* begin GIVEN TEXT *

Publishing and digital change consultant Bill Rosenblatt — always worth paying attention to — pointed his contacts last week to a podcast from NPR celebrating the current renaissance of independent bookstores. The history reported as part of what was really the celebration of very recent events is useful to ponder, even if it was sometimes a bit confused about the timing of mall stores and superstores and their impact on indies. But its memory wasn’t long enough to recall a critical development that is essential to understanding book retailing over the past half-century and what makes it possible to be a successful  retailer of books today. And it elides the fact that indie bookstores have risen before, several decades ago.

The story the NPR report didn’t tell contains the kernal of a totally underappreciated fact of the book business. The first serious harnessing of the power of modern computing to improve the book supply ecosystem was by Ingram in the early 1970s. Ingram’s innovations over the past two decades, in what could be called the Amazon era, are critical elements of the modern book business infrastructure. Lightning’s print-on-demand capability and “third party fulfillment”, by which Ingram can turn any entity with a web address into an Internet bookseller, are the industry’s counterbalance to Amazon’s growth.

. . . .

The central challenge of book retailing has always been to use the store’s limited shelf space and inventory investment dollars to have the best possible selection of books in the store. Before Ingram’s seminal innovation, publishers and retailers had a many-to-many supply chain with hundreds of publishers selling to thousands of stores. Wholesaling — stocking a warehouse that could provide books from many publishers — faced the same challenge. Wholesalers in those days were predominantly “local” — many of them had added a few trade books to their magazine and mass-market paperback selections.

. . . .

The trade books were worth more to the wholesaler, unit for unit. When a title took off, the wholesaler could order a big shipment from the publisher and it got orders for the book quickly from local accounts. That’s where the money in book wholesaling was in those days, pumping the bestsellers, not “backing up” a store’s need for an additional copy here or there across the range of possible titles.

The fact that wholesalers stocked very few titles didn’t stop stores from trying to order what they needed from them. The net result was unsatisfactory for everybody. Wholesalers couldn’t fill most of the orders they got. Stores found resupply of anything except bestsellers from the local wholesaler to be time-consuming and inefficient. And the net result was that it was very hard to for most stores to match inventory to demand.

And that was a big part of the reason that independent bookstores had trouble competing with the mall store chains as they built out. They couldn’t compete with a better or more responsive selection of books because the supply chain inefficiencies, which included the fact that there were hardly any in-store stock tracking mechanisms in those days before personal computers, made that an insuperable challenge.

And then Ingram changed everything.

. . . .

One day Hoffman entertained a former Bell & Howell colleague who showed him their new microfiche reader technology. The microfiche enabled the delivery of data on a piece of film that could be read by a projecting reader. Enormous amounts of data could be put delivered quickly and inexpensively by microfiche, if only the recipient had the “reader” machine to look at it. Hoffman and his team quickly grasped the potential benefits if a store placed its orders to Ingram with advance knowledge of what was in stock and what was not.

* end GIVEN TEXT *
* begin ENTRIES SHOWN *

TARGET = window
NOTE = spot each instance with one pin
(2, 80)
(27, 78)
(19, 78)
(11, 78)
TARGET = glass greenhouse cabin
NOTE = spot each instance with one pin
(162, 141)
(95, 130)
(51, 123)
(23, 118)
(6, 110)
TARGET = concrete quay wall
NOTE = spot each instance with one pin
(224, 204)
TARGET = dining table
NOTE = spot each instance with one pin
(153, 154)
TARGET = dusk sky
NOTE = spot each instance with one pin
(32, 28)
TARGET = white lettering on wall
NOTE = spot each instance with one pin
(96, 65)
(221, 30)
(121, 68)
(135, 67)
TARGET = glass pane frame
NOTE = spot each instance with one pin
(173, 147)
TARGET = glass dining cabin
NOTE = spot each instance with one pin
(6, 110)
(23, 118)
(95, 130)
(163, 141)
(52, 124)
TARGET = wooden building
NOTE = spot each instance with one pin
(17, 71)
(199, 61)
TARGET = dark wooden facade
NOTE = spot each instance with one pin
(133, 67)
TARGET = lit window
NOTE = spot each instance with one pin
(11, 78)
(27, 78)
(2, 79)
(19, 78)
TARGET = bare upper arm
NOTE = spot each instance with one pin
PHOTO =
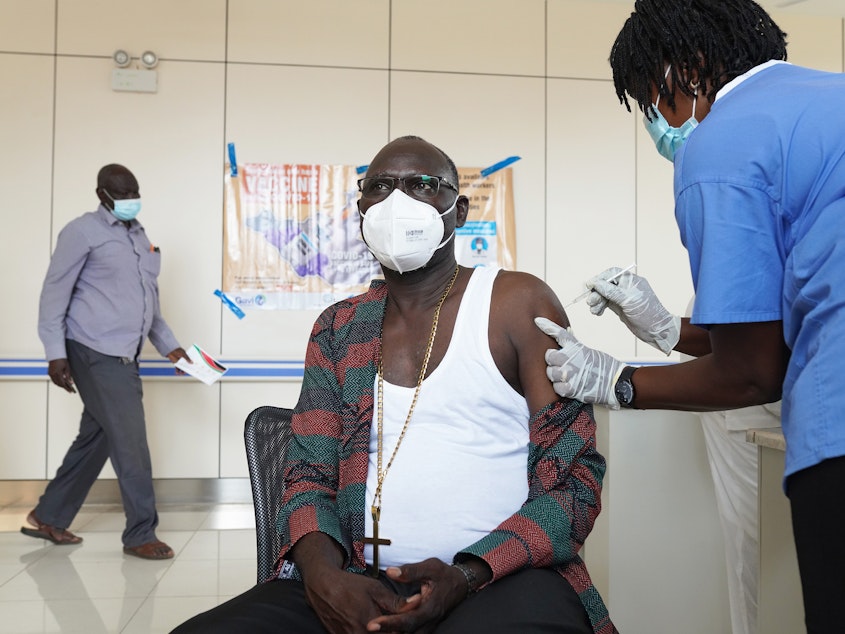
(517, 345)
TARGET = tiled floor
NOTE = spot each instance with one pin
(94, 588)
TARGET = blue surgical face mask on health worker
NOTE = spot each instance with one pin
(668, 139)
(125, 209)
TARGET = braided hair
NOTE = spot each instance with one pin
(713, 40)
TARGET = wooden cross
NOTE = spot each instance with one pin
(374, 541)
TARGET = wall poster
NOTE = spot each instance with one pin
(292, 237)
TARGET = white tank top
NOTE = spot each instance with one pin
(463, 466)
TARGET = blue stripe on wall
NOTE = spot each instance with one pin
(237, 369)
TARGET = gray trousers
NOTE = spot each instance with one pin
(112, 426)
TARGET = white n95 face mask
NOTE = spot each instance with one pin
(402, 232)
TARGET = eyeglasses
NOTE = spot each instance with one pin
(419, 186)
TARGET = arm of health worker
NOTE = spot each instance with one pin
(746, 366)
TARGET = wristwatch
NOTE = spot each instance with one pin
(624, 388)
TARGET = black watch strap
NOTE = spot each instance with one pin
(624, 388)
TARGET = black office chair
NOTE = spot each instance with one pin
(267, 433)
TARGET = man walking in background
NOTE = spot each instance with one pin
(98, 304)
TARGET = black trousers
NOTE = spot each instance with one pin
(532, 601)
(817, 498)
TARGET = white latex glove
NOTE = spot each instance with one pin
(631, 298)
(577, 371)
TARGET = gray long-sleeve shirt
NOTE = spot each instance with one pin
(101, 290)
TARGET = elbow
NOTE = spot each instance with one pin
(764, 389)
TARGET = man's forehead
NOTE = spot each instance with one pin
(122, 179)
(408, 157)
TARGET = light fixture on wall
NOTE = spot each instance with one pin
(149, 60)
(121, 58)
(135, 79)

* end ENTRIES SHOWN *
* begin ENTRIES SHOWN *

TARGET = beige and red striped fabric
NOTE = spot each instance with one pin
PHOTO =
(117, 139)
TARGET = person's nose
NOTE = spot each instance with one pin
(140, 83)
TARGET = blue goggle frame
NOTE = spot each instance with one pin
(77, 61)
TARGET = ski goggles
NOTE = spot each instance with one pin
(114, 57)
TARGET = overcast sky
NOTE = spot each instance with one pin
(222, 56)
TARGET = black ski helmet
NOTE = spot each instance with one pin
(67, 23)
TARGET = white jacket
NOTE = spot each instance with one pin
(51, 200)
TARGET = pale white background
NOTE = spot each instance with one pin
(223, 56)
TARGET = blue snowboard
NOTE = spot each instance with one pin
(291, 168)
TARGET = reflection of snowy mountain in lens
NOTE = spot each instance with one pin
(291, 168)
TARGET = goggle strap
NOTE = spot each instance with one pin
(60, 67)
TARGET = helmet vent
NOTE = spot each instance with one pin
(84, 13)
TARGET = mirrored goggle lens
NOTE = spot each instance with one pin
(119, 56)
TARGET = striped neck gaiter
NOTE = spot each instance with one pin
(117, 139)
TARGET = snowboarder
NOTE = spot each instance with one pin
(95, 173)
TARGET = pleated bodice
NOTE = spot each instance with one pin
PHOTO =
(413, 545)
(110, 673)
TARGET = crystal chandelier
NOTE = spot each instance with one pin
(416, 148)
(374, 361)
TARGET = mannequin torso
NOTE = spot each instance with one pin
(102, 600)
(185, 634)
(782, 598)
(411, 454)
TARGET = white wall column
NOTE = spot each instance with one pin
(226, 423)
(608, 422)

* end ENTRIES SHOWN *

▶ PROBLEM: Write out the passage from the text on independent bookstores word for word, from "The central challenge" to "mass-market paperback selections.".

▶ ANSWER TO THIS TASK:
The central challenge of book retailing has always been to use the store’s limited shelf space and inventory investment dollars to have the best possible selection of books in the store. Before Ingram’s seminal innovation, publishers and retailers had a many-to-many supply chain with hundreds of publishers selling to thousands of stores. Wholesaling — stocking a warehouse that could provide books from many publishers — faced the same challenge. Wholesalers in those days were predominantly “local” — many of them had added a few trade books to their magazine and mass-market paperback selections.